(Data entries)
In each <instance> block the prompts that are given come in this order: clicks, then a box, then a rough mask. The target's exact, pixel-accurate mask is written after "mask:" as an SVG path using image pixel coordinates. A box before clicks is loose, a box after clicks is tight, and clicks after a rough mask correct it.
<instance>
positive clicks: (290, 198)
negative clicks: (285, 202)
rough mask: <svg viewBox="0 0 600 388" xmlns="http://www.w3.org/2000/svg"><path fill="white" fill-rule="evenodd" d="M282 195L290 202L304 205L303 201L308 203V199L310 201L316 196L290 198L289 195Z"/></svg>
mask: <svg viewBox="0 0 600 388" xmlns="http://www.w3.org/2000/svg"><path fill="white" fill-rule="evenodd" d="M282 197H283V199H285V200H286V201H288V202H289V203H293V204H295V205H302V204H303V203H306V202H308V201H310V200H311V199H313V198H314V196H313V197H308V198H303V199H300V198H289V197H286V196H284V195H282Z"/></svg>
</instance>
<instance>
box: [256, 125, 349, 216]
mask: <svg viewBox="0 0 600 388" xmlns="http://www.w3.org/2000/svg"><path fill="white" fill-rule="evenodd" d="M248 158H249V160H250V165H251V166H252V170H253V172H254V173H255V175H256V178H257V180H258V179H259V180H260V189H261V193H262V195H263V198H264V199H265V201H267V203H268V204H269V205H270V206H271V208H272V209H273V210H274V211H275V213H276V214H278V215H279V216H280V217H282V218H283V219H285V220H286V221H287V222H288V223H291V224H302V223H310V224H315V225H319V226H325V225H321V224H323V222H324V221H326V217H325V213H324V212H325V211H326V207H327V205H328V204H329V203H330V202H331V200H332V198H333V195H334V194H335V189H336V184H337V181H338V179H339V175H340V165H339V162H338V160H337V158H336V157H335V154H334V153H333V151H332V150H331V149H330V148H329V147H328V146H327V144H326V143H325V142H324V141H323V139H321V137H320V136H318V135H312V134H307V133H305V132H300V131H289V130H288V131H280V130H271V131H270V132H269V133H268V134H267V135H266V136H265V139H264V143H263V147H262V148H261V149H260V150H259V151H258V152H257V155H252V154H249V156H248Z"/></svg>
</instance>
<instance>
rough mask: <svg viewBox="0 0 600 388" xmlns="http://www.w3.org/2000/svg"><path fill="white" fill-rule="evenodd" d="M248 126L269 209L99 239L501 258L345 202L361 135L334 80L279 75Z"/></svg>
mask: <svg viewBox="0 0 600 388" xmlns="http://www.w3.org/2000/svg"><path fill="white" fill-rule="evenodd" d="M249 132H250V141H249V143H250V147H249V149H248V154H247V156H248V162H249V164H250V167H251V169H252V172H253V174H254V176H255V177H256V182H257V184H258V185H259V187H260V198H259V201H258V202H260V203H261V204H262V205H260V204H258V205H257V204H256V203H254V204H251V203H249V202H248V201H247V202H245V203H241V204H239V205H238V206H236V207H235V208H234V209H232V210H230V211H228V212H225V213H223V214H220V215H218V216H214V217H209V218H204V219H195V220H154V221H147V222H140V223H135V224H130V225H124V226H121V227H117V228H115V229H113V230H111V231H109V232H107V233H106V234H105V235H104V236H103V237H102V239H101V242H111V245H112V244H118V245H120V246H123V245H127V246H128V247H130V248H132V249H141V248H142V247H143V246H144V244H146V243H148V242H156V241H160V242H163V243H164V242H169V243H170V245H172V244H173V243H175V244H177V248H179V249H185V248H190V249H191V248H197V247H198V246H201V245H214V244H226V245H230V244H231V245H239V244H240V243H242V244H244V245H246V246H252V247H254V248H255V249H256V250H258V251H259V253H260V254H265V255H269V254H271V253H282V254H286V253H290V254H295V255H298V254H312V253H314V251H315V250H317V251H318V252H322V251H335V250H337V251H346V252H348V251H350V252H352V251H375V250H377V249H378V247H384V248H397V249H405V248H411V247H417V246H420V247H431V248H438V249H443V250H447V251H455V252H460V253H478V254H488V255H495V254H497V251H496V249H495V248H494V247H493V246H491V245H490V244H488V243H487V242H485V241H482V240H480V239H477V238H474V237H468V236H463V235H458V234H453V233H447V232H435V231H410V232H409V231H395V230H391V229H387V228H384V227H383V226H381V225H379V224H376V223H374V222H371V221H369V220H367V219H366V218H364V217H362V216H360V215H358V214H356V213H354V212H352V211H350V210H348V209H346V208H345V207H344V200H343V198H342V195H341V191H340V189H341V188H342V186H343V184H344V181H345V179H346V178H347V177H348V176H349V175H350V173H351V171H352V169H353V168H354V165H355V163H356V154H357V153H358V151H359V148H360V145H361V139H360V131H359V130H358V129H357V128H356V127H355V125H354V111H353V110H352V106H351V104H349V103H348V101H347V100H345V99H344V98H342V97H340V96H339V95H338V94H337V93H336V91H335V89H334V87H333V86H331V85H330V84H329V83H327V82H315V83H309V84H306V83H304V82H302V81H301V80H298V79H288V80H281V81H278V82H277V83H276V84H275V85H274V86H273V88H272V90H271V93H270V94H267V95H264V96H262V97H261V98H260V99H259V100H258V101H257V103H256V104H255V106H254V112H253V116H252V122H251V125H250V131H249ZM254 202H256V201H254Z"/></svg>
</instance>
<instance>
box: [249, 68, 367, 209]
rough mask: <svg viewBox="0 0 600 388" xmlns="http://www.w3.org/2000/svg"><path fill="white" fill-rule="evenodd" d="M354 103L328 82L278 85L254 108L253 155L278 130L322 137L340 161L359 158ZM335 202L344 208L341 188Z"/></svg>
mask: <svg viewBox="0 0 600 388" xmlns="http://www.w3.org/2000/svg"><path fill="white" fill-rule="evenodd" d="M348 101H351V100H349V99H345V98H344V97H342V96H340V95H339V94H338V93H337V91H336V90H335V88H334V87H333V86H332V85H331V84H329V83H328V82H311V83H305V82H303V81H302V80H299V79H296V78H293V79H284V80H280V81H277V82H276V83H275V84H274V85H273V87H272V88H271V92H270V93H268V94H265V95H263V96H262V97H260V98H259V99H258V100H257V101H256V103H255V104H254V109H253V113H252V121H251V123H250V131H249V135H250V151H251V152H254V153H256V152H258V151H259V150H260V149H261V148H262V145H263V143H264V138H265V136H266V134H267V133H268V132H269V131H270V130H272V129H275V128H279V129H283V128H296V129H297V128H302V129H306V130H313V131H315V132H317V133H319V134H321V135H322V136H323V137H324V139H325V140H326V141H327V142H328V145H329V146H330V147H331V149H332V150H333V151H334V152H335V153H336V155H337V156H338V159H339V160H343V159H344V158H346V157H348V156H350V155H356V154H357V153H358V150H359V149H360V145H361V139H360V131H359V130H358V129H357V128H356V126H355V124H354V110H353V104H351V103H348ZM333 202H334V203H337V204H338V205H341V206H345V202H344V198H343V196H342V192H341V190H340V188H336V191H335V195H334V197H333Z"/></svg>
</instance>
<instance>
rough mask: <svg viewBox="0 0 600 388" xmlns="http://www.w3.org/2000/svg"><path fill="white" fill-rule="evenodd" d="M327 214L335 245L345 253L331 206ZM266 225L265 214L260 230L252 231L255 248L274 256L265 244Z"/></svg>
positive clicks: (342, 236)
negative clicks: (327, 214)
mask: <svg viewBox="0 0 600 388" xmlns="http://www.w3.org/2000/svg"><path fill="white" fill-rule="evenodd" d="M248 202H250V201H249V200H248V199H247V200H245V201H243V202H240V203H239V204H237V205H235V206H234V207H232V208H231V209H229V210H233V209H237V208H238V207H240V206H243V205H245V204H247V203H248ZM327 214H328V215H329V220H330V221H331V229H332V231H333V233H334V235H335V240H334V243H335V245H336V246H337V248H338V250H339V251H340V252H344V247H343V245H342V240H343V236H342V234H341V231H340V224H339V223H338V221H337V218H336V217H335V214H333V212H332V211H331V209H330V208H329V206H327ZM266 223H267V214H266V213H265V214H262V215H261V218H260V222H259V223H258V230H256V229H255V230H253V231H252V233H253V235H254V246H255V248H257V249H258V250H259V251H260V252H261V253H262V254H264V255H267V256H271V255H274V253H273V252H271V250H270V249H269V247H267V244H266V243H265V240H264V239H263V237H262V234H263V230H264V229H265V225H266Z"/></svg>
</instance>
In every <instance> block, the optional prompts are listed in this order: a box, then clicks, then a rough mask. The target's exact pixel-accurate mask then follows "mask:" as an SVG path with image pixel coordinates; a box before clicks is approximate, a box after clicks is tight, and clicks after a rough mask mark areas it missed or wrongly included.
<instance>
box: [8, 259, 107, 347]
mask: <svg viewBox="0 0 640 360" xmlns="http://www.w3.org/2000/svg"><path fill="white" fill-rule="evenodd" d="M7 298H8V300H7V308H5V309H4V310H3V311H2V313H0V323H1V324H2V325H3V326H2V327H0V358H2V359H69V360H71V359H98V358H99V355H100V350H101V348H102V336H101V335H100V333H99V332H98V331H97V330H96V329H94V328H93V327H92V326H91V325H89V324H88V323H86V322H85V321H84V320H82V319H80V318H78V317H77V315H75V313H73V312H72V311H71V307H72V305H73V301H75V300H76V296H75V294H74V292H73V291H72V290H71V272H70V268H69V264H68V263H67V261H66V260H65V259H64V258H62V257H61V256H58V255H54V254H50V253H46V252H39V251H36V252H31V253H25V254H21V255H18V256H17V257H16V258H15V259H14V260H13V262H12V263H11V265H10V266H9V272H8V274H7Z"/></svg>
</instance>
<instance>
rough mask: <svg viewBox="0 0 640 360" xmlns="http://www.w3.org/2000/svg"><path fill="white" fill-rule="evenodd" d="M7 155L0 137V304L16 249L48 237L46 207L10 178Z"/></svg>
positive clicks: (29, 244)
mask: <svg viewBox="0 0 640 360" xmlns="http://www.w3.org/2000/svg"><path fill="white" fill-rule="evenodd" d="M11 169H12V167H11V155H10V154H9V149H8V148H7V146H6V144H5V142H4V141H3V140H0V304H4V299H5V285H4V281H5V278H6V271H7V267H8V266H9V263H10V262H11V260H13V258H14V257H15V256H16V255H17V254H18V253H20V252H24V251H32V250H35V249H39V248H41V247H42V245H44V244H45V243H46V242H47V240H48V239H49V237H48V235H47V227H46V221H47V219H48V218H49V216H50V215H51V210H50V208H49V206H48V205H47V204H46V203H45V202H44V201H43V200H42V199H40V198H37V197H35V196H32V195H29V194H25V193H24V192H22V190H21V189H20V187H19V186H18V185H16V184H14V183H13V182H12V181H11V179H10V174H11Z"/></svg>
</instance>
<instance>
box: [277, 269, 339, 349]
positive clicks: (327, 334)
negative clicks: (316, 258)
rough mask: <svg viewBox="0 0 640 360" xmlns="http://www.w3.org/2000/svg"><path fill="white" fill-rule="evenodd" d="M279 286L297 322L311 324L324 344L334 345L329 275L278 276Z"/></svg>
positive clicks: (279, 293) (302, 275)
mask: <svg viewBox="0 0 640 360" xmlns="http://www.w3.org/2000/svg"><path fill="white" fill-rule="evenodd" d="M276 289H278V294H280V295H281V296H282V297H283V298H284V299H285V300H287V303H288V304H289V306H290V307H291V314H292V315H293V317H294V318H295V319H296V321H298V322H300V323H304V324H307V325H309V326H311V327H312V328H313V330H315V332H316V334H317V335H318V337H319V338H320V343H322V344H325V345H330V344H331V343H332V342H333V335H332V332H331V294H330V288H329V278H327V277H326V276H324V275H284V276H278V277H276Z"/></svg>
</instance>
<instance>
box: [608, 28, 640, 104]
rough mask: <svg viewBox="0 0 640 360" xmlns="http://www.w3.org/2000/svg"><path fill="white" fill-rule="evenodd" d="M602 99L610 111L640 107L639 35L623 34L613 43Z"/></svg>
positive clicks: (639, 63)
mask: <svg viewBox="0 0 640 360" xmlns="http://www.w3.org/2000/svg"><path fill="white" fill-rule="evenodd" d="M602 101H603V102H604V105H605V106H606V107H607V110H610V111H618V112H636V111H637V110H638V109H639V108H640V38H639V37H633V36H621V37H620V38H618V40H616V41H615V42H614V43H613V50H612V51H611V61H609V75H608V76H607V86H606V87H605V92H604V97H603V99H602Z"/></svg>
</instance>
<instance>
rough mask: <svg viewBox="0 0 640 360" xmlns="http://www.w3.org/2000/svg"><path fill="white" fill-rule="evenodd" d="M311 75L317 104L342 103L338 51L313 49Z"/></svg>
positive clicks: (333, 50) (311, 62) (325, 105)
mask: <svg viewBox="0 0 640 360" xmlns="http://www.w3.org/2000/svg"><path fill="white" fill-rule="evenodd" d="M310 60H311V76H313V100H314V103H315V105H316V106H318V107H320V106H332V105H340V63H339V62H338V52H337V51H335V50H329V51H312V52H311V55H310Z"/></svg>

■ TASK DIRECTIONS
Among the lines above, please find those with "pixel" and copy them.

■ SOLUTION FOR THIS PROBLEM
In each <instance> block the prompts that are given come in this order: clicks, then a box, then a rough mask. The target's exact, pixel-accurate mask is written after "mask:" as an SVG path using image pixel coordinates. A box before clicks is loose, a box after clicks is tight, and clicks after a rough mask correct it.
In every <instance> block, the optional prompts are listed in this order: a box, then clicks, then a rough mask. The target's exact pixel-accurate mask then follows "mask:" as an SVG path with image pixel coordinates; a box before clicks is approximate, a box after clicks is tight, and clicks after a rough mask mark areas it missed or wrongly included.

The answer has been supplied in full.